■ Collected data:
▬▬▬▬▬▬▬▬▬▬
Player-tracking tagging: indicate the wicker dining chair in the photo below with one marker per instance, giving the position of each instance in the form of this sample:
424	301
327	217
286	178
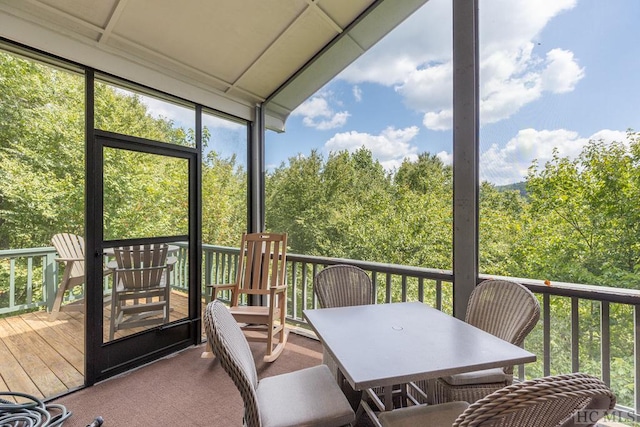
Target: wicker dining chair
505	309
342	286
556	401
307	397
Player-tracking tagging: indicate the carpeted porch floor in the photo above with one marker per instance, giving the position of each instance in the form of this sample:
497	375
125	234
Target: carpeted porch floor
181	390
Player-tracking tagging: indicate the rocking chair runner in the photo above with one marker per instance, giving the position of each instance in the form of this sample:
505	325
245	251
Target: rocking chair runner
260	274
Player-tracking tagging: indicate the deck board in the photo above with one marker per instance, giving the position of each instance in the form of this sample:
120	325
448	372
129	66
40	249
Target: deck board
44	358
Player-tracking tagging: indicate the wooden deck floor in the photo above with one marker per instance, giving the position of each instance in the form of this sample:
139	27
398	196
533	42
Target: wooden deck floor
44	357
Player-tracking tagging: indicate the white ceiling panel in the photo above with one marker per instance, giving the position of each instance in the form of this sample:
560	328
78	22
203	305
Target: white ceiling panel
229	55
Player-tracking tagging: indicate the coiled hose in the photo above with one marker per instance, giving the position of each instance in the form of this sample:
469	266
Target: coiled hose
34	413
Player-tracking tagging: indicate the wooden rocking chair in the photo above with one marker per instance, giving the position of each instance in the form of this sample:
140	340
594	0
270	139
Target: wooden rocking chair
261	273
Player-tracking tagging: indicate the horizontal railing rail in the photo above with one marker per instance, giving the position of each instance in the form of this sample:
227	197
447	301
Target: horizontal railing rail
28	278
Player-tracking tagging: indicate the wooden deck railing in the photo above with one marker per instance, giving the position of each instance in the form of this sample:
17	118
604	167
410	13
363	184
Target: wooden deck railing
609	318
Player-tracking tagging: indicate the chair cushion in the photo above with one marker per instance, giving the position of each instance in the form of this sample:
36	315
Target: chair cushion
304	397
486	376
423	415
▬▬▬▬▬▬▬▬▬▬
■ Aim of the exercise: Copy out the preceding entries without a single change, leaving out the pictures.

■ Expected output:
Player-tracking tagging: indicate the wicker dining chair in the photo below with one marker per instance, giving the position of each instance in the form of this sample:
424	301
327	217
286	178
Target: wicker dining chair
505	309
342	286
556	401
307	397
Player-tracking tagging: indicate the carpeted porch floor in the photo above with one marker per instance, giving the position of each instance in the form of this sample:
497	375
125	234
Target: carpeted porch floor
181	390
Player-tracking tagging: indicate the rocking chair runner in the photo above with one marker per instance, giving the position of each instance in the form of this sample:
505	325
245	251
Target: rocking chair runner
260	274
Player-tracking tagging: indicate the deck board in the photo above with one marker per instance, giving the position of each instance in the form of this sample:
120	325
448	372
129	66
40	249
Target: deck board
44	358
Player-tracking tagging: indicate the wooden deck floor in the photo above with one marker per instance, giving the position of each instance in the form of this sample:
139	27
398	196
533	42
Target: wooden deck floor
44	357
Player-tracking tagging: indicate the white ceiling panel in the photo above with one marker per instance, giving the position of each instance in the form of this sample:
560	328
78	22
203	305
Target: white ceiling panel
229	55
Player-tracking tagging: indicate the coiled hose in the photo above with one marker per instance, giving the position of each instance in the form of this sample:
469	266
Target: coiled hose
34	413
Player-tracking tagging: indicate the wooden rocking chair in the photo above with one marker per instance, giving the position of each instance in the form of this sample:
140	340
594	0
270	139
Target: wooden rocking chair
261	273
Player-tracking tagging: indicate the horizontal railing rail in the photo above with one marker per instance, giving the position of each instance in the form of this sample:
227	197
447	301
Target: horizontal railing rail
28	278
Player-tracking tagging: indicate the wooden deck railing in the photo above with one marker per instance, giving the position of each instance in the form of this sample:
17	118
604	167
410	13
363	184
Target: wooden deck railing
609	318
Player-tracking tagging: indicate the chair cushion in the photo above with one marker per instance, giving the position of each instance in the form of this sample:
36	315
Target: chair cushion
304	397
486	376
423	415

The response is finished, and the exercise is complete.